- _Material for the task_
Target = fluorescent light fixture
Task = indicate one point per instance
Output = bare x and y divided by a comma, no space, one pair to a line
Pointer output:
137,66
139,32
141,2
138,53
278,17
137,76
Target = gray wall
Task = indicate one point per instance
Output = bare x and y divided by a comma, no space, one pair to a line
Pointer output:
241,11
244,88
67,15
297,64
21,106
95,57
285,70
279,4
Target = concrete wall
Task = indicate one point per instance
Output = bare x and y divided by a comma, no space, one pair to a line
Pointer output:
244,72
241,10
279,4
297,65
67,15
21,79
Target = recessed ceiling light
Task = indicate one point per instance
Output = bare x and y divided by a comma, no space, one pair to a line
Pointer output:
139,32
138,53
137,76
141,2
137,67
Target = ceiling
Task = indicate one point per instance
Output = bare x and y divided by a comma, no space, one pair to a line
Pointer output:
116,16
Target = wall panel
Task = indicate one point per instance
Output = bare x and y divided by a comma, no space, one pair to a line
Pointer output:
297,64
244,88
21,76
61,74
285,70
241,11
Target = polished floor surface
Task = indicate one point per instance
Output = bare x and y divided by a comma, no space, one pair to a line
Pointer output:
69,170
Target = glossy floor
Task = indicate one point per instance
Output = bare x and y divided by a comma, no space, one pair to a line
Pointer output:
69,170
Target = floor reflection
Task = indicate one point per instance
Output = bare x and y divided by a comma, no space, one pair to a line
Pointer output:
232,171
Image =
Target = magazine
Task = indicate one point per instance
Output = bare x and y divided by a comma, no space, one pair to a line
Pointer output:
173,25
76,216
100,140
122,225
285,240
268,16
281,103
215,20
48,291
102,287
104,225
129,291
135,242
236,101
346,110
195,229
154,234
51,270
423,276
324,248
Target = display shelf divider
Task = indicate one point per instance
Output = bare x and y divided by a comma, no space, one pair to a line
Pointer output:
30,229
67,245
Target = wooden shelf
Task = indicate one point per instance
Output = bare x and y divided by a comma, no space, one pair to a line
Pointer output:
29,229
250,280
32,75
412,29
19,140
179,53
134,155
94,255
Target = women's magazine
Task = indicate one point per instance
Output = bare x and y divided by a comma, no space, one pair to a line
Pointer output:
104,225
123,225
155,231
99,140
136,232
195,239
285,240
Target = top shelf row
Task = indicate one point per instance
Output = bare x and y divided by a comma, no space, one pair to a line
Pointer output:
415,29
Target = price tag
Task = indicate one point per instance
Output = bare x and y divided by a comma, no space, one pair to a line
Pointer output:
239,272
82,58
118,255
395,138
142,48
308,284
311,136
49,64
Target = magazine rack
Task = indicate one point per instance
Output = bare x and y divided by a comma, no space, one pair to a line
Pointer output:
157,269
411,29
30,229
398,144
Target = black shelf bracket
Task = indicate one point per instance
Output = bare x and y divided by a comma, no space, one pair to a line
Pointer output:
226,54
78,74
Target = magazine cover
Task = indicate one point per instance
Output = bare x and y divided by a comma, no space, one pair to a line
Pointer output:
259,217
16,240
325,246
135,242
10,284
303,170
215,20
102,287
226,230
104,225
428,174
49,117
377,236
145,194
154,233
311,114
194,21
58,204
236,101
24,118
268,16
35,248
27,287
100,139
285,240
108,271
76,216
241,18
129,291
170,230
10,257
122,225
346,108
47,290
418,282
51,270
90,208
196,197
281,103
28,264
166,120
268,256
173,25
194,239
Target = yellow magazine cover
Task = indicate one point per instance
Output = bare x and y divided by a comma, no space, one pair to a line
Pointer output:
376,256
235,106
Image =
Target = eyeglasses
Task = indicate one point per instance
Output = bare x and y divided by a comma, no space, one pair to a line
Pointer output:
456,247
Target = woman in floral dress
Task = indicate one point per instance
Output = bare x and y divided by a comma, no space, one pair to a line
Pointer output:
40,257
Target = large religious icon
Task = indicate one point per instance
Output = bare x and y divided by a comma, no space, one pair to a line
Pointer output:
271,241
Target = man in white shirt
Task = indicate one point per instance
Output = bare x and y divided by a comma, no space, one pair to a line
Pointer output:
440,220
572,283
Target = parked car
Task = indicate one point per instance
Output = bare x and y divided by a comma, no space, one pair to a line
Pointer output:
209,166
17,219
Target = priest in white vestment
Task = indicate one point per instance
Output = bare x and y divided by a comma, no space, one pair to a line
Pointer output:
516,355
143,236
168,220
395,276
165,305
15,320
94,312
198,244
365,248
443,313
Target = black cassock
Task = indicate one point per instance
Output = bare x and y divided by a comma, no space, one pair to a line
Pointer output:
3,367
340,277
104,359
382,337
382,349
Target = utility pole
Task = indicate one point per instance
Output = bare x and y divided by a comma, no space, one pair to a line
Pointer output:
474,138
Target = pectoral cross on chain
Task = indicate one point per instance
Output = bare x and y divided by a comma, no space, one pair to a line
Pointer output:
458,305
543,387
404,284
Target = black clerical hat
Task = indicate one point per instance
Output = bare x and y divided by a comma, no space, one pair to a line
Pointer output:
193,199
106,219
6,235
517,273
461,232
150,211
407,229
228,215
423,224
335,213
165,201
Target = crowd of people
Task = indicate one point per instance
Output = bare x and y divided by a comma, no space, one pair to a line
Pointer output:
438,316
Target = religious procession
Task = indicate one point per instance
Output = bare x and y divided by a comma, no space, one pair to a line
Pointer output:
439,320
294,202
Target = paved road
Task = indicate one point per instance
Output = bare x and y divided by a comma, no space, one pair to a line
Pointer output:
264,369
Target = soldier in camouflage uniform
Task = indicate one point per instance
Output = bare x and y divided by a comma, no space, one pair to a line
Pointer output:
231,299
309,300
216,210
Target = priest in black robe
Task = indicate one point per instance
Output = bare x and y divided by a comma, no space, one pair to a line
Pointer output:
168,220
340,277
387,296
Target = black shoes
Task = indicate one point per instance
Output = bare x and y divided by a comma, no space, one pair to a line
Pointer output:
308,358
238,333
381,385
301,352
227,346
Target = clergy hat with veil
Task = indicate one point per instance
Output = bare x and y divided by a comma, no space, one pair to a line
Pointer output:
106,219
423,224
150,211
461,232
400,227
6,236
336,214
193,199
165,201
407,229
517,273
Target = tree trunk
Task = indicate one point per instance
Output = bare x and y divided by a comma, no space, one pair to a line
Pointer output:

- _Task to carry out_
Each line of the listing is to be repeated exactly.

- _Written response_
Target = fluorescent light fixture
Task = indicate one point per instance
Output = bare x and y divided by a comma, no space, one pair to a line
Pointer output:
137,66
139,32
141,2
138,53
278,17
137,76
Target = gray wall
Task = indicate one point per instance
Output = bare x and y divided by a comma, no space, one pair to a line
Pointer output:
241,11
244,88
67,15
297,64
21,106
95,57
285,70
279,4
Target = concrete wall
Task = indicate one point per instance
Output = bare x and y divided by a comma, no space, one pair to a line
Pointer output:
244,72
241,10
279,4
297,65
67,15
21,79
Target = recessed ceiling light
Task = indicate one point per instance
Output = bare x and y divided by a comma, no space, one pair to a line
Pointer output:
139,32
138,53
137,76
141,2
137,67
Target = ceiling
Task = indicate one point per instance
Output = bare x and y divided by a comma, no space, one pair to a line
Pointer output:
116,16
Target = wall panel
Task = indicate one point per instance
Output = bare x and y divided by a comma, no space, one pair to a line
Pointer output:
297,64
244,88
21,76
61,74
285,70
241,11
Target = polished floor surface
Task = indicate one point per instance
Output = bare x and y divided by a comma, no space, one pair to a line
Pointer output:
69,170
Target = glossy floor
Task = indicate one point per instance
Output = bare x and y divided by a comma, no space, one pair to a line
Pointer output:
69,170
Target = floor reflection
Task = indicate one point per instance
Output = bare x and y divided by a comma, no space, one pair to a line
Pointer output:
232,171
Image =
Target = magazine
Task = indicate one point per instance
Output = bare x and y divided by a comma, no space, one pair to a line
Pointer output:
173,25
76,216
100,140
122,225
285,240
268,16
281,103
215,20
48,291
102,287
104,225
129,291
135,242
236,101
346,110
195,229
154,234
51,270
423,276
324,248
Target = display shelf divider
Task = indicate one point per instance
Output = bare x and y divided by a comma, no space, one pair to a line
Pointer output:
30,229
67,245
Target = wooden shelf
Task = indicate one point per instance
Output = bare x and y divided by a comma, no space, one pair to a line
Pointer output:
29,229
250,280
32,75
412,29
19,140
179,53
134,155
94,255
Target = women's magazine
Task = indicate one point per instance
Output = bare x and y divided by a comma, no space, one pair to a line
Pointer output:
104,225
123,225
155,231
99,140
136,232
195,239
285,240
Target = top shelf row
Task = indicate one point per instance
Output = bare x and y divided by a comma, no space, one pair to a line
Pointer output:
415,29
Target = price tag
Task = indicate one point per instance
Output = bare x and y divided by a comma, no space, one pair to a line
Pointer output:
239,272
82,58
118,255
395,138
142,48
308,284
311,136
49,64
Target = magazine rack
Task = indicate one point per instance
Output = bare x and y divided by a comma, no space, one pair to a line
Pointer output:
157,269
411,29
30,229
398,144
Target = black shelf bracket
Task = indicate one point per instance
Output = bare x and y divided by a comma, no space, one pair to a line
Pointer output:
226,54
78,74
Target = magazine cover
Task = indicate one point per instance
Output = bare x and y divided by a comma, no space, one pair to a line
Pointer output:
259,217
16,240
325,246
135,242
10,284
303,170
215,20
102,287
226,230
104,225
428,174
49,117
377,236
145,194
154,233
311,114
194,21
58,204
236,101
24,118
268,16
35,248
27,287
100,139
285,240
108,271
76,216
241,18
129,291
170,230
10,257
122,225
346,108
47,290
418,282
51,270
90,208
196,197
281,103
28,264
166,120
268,256
173,25
194,239
Target = yellow magazine cover
Task = indicate one point per instance
Output = bare x and y divided by a comma, no space, one pair to a line
Pointer output:
376,256
235,106
Image =
Target = eyeglasses
Task = indicate one point per instance
Output = bare x and y divided by a comma, no space, one pair to a line
Pointer output:
456,247
Target = woman in floral dress
Task = indicate one point per instance
Output = bare x and y divided by a comma, no space, one pair to a line
Pointer output:
40,257
Target = large religious icon
Task = indicate one point per instance
Output = bare x and y divided by a comma, no space, one pair to a line
Pointer output:
271,241
Target = man in white shirt
Task = indicate one point per instance
Output = bare x and y divided by a comma, no space, one pair to a line
Pointer output:
440,220
572,283
Target = parked car
Task = indicate one point per instance
Output = bare x and y divided by a comma, no space, one pair to a line
Pointer output:
209,166
17,219
Target = priest in white vestment
Task = indicate one point per instance
Output = bare x and y divided by a comma, no space, one pair to a line
Pointer output:
516,355
143,236
168,220
395,276
165,305
15,320
94,312
198,244
365,248
443,313
Target = black cassock
Task = indicate one point per instance
Output = bare x and y divided by a comma, no space, one pair to a line
Pointer output:
3,367
340,277
104,359
382,337
382,349
Target = utility pole
Task = indicate one point per instance
Output = bare x and y divided by a comma, no space, one pair to a line
Pointer output:
474,138
Target = pectoral cross on chain
Task = indicate one point per instance
Output = bare x and y divided by a comma, no space, one pair to a line
Pointer output:
458,305
543,387
404,284
Target = black clerical hat
Task = indicate one point per instance
Output = bare x and y divided by a comma, no space, one pair to a line
Pointer output:
193,199
106,219
6,235
517,273
461,232
150,211
407,229
228,215
423,224
335,213
165,201
Target = crowd of people
Task = indicate one point per instance
Output = bare x and y divided by a comma, no space, one pair to a line
Pointer output:
438,316
Target = religious procession
Task = indicate one point per instance
Output = bare x and y divided by a comma, no space, one pair to a line
Pointer output:
439,320
294,202
Target = paved road
Task = indicate one point per instance
Output = bare x and y divided by a comma, no space, one pair to a line
Pointer output:
264,369
Target = soldier in camouflage uniform
Task = indicate one point per instance
Output = bare x and y divided by a comma, no space, one pair to a line
Pointer output:
231,299
309,300
216,210
Target = priest in black robe
Task = indicate one point per instance
Output = bare x and y divided by a comma, no space, one pair to a line
Pointer output:
168,220
340,277
387,296
Target = black shoes
Task = indicate one point per instance
Output = bare x and y divided by a comma, no space, one pair to a line
Pointer output:
308,358
238,333
381,385
301,352
227,346
Target = clergy hat with veil
Task = indicate one point per instance
Output = bare x and y divided by a comma, no space, one pair to a line
Pointer output:
106,219
423,224
150,211
461,232
400,227
6,236
336,214
193,199
165,201
407,229
517,273
Target = tree trunk
Task = indicate one point per instance
Output = bare x and y divided by a comma, no space, one pair to a line
Pointer output:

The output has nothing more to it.